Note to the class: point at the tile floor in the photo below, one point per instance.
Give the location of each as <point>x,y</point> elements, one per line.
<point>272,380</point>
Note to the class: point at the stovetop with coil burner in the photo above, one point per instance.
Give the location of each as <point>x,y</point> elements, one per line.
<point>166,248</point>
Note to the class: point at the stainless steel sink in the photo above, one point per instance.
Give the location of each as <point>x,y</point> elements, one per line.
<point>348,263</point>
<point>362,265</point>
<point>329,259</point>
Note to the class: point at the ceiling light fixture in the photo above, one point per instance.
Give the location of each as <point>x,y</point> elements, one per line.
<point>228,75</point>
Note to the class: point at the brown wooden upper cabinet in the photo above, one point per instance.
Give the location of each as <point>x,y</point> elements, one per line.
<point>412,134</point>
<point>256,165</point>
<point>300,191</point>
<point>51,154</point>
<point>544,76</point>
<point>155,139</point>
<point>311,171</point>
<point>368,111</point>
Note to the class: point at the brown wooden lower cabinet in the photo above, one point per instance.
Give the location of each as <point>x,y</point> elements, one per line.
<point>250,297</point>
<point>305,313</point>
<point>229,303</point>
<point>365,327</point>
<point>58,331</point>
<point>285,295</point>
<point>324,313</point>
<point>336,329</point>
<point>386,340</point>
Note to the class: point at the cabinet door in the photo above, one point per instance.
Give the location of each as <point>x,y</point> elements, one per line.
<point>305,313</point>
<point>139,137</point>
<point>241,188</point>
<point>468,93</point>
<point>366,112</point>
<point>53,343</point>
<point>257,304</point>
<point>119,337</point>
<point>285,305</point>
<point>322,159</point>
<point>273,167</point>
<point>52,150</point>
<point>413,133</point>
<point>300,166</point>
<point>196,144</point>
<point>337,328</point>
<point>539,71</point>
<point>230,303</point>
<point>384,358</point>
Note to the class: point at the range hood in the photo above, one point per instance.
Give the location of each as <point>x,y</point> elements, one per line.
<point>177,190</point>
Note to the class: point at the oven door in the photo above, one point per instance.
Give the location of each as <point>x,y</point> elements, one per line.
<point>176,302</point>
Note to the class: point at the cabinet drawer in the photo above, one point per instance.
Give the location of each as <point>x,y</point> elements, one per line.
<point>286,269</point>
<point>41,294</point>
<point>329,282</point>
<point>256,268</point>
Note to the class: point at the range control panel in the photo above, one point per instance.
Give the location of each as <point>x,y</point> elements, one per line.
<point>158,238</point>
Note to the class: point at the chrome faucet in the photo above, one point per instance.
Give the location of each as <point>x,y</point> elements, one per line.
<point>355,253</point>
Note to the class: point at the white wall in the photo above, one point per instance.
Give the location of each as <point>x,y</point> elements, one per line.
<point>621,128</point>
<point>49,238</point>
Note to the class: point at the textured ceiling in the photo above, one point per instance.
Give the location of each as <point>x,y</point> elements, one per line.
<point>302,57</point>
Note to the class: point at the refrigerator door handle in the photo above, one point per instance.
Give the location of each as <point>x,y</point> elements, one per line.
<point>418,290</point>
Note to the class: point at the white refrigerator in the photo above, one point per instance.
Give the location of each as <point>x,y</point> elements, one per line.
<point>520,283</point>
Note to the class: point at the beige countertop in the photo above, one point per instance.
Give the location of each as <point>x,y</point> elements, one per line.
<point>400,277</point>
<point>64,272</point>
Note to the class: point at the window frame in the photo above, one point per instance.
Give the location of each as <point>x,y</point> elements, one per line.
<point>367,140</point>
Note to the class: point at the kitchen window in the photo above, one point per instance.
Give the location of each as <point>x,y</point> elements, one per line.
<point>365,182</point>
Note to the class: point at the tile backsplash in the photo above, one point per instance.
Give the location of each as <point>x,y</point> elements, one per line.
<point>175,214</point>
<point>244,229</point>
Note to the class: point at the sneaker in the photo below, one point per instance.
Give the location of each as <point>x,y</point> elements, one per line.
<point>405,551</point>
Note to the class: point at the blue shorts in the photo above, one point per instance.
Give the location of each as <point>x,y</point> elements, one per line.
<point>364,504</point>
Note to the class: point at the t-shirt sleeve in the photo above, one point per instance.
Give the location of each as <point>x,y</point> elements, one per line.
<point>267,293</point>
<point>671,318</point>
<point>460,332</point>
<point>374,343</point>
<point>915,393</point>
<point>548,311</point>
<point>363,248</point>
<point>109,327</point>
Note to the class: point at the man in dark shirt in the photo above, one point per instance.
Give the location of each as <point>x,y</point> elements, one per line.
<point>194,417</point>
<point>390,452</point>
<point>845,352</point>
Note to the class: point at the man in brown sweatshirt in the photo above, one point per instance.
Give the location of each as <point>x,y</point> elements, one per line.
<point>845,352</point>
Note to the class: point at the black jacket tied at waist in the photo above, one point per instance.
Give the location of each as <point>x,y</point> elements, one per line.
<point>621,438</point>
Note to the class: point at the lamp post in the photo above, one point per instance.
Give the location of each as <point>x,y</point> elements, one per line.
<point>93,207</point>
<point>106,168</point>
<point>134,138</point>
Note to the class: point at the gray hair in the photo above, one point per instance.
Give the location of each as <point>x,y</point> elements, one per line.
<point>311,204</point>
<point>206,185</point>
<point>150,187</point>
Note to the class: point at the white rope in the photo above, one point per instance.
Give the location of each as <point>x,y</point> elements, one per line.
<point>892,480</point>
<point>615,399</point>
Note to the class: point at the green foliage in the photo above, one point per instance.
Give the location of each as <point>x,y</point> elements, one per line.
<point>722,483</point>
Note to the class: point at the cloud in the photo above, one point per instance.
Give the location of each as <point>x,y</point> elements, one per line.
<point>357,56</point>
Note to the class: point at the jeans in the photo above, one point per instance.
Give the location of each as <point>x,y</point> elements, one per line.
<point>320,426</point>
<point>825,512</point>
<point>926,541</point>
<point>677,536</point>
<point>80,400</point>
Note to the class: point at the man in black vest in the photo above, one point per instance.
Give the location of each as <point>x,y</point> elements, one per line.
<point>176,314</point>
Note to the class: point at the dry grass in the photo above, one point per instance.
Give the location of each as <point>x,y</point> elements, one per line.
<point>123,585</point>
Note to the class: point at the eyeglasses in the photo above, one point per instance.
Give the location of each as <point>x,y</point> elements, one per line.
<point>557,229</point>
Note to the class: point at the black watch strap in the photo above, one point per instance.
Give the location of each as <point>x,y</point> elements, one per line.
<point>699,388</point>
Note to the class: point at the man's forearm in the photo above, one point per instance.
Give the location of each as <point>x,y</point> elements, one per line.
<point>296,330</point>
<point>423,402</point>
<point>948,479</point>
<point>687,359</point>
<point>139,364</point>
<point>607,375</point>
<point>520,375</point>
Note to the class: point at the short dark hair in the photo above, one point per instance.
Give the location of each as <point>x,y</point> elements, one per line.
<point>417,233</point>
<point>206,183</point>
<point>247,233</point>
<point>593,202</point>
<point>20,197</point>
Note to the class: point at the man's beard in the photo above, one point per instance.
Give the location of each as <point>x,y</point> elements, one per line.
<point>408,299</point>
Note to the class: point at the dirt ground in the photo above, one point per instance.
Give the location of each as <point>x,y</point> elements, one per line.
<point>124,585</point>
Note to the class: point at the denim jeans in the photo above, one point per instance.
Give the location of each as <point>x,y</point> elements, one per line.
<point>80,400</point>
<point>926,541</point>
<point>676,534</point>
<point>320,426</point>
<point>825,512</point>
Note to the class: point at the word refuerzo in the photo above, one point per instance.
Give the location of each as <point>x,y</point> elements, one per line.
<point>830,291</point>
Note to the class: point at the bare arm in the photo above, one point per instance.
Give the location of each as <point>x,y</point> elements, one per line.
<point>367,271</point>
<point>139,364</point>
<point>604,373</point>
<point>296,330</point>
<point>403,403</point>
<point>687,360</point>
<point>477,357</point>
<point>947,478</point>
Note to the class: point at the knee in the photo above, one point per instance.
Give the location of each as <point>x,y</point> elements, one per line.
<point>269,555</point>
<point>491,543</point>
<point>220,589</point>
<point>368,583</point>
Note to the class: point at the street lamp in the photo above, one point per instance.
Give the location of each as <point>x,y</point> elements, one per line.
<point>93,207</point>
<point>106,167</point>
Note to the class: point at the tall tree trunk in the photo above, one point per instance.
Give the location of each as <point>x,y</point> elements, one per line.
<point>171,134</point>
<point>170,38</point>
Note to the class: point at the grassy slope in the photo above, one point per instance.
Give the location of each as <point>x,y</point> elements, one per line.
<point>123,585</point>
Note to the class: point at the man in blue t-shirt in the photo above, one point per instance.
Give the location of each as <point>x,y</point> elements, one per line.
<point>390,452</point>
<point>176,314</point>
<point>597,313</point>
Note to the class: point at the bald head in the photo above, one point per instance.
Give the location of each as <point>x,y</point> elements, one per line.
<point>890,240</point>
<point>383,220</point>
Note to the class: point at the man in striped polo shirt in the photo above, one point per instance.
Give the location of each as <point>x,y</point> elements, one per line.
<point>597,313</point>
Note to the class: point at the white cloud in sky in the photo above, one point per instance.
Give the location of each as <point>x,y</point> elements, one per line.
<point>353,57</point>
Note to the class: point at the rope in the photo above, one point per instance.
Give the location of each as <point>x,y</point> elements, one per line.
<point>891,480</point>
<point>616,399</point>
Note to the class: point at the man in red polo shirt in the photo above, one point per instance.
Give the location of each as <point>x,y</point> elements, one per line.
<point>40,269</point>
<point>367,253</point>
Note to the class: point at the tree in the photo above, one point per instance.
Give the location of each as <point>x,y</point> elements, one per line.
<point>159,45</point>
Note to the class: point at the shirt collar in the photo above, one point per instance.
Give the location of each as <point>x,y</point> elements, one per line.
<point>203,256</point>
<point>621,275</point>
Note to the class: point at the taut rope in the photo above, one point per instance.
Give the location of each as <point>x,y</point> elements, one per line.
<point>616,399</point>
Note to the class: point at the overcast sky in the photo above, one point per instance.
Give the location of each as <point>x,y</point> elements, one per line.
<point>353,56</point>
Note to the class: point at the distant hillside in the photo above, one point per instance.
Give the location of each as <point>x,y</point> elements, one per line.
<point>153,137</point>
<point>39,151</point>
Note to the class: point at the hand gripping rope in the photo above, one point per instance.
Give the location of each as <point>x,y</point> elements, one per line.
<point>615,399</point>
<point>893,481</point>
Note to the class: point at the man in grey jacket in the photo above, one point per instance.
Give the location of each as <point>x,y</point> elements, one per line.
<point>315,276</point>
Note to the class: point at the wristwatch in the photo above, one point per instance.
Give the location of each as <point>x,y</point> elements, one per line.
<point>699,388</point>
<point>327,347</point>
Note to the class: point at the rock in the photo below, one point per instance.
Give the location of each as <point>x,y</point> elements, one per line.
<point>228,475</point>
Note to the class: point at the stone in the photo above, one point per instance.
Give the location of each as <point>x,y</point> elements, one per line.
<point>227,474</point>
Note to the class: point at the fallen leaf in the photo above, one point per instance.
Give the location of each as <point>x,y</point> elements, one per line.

Given request
Reproduce the lines starting with the one that contains "Note to the class: point at the range hood" and going on through the one that contains "<point>355,253</point>", both included, and nothing else.

Task output
Note to the class: point at the range hood in the photo above, one point per instance.
Give the location of each as <point>x,y</point> elements, one per line.
<point>177,190</point>
Note to the class: point at the oven door in the photo above, one point per instance.
Give the location of each as <point>x,y</point> elements, one per line.
<point>176,302</point>
Note to the class: point at the cabinet drawer in the photo above, one point per instance.
Give the location of each as <point>x,y</point> elements, one per line.
<point>286,269</point>
<point>41,294</point>
<point>329,282</point>
<point>256,268</point>
Note to the class: point at the range control panel in the photo above, one point per instance.
Give the location of each as <point>x,y</point> elements, one per line.
<point>158,238</point>
Note to the class: point at the chrome faucet in the photo above, one point per instance.
Give the location of each as <point>x,y</point> elements, one per line.
<point>355,253</point>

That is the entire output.